What you are asked to do:
Update the material below by replacing every occurrence of "seed pod" with "seedpod" and keeping everything else the same.

=== Listed records ===

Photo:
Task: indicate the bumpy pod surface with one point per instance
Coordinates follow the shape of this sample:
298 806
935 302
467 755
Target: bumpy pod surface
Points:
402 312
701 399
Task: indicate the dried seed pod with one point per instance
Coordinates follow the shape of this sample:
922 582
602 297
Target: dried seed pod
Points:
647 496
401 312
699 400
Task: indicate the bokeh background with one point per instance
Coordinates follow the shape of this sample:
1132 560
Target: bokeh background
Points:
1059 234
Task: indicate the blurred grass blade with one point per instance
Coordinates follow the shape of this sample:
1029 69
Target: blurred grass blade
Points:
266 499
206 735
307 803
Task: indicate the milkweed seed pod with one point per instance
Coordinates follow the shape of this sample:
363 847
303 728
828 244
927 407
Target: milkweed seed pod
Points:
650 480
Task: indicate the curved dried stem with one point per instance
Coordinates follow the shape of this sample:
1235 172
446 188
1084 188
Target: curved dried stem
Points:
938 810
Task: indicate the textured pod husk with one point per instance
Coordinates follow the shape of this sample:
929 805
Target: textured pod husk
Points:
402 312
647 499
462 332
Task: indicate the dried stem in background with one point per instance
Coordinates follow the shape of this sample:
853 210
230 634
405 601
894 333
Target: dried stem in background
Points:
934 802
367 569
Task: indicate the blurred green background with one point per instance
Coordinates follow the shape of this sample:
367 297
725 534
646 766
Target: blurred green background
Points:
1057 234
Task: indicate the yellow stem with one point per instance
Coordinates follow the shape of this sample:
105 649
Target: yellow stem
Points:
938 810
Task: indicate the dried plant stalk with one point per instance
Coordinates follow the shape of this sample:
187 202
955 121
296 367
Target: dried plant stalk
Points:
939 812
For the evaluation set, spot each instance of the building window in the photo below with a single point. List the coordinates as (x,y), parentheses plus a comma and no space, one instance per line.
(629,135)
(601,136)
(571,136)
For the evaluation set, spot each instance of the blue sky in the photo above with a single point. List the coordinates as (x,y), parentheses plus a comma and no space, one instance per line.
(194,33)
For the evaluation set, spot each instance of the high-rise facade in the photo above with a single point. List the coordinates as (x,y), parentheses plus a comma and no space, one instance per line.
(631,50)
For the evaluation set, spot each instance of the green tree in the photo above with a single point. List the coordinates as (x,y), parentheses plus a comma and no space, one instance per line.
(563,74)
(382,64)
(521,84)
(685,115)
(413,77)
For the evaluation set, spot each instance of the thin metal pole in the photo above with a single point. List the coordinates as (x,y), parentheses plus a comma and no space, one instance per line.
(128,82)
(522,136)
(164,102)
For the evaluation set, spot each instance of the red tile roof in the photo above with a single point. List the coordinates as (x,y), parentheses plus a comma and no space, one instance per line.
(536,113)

===

Expected answer:
Photo:
Task: indicate the bumpy pod surface with one point per instance
Coordinates follow the shape of this sample:
298 806
935 302
467 755
Target: bumpy pod surface
Points:
402 312
701 399
Task: indicate the dried seedpod with one point per instance
Coordinates follow the shape of this sample:
922 582
602 297
Target: dried seedpod
Points:
647 496
401 312
699 400
Task: indicate the bokeh background with one point per instance
Coordinates follow the shape of this sample:
1132 560
Target: bokeh background
Points:
1059 234
Task: indicate the blurred grass blade with one point per instance
Coordinates follow the shape of this sample:
1029 69
Target: blurred grass blade
Points:
266 499
206 735
307 803
Task: indicate the milkweed seedpod with one point per instance
Coordinates follow the shape of this sample:
363 847
303 728
828 244
927 407
Target: milkweed seedpod
Points:
650 480
Task: indicate the curved dried stem with one point per instance
Coordinates follow the shape of this sample:
1235 172
446 188
1084 188
Target: curved dried stem
Points:
938 810
Task: indicate the textured pod husk with one point per instance
Coordinates follow the shape of this sample:
929 805
Target: textured pod husk
Points:
402 312
647 499
462 332
Task: indicate the dried stem in background with one point per instance
Coordinates follow the shape of this sample:
853 210
230 634
405 601
894 333
Target: dried stem in background
Points:
934 802
367 569
Task: indicate the blurred green background with one point per instance
Coordinates follow the shape of this sample:
367 297
725 534
646 766
Target: blurred green background
Points:
1057 234
Task: indicate the yellow stem with one point per instance
Coordinates follow the shape of this sample:
105 649
Target: yellow stem
Points:
938 810
Task: indicate the dried plant stalk with one point per instance
Coordinates follow the shape of this sample:
187 202
955 121
296 367
Target: dried plant stalk
Points:
939 812
For the evaluation set, spot each instance of the building window in the photo below with a single point. List the coordinates as (x,y), parentheses plus a comma and no space, one instance per line.
(629,135)
(601,136)
(571,136)
For the evaluation set, spot each instance of the blue sky in the photo above with a single point. List the coordinates as (x,y), parentheses plus a comma and no space, one instance per line.
(194,33)
For the evaluation set, spot each instance of the high-rise facade in the photo above with a single point. List the coordinates as (x,y), parentheses plus a comma and no space, one instance per line.
(631,50)
For the evaluation set, spot each instance of the green tree in the photo above with a single point. List the coordinates as (x,y), parentheses plus a comma and no space, one instance per line.
(563,74)
(382,64)
(521,84)
(685,115)
(413,77)
For the evaluation set, spot each instance of the thin metal pole in the photo above with a single point. List the coordinates as (x,y), parentheses plus a comma and no space, one instance per line.
(128,82)
(522,136)
(164,102)
For the evaluation set, spot each instance of the red tile roof in the photo above with a single point. List the coordinates as (x,y), parentheses plus a comma and no space, one instance per line.
(536,113)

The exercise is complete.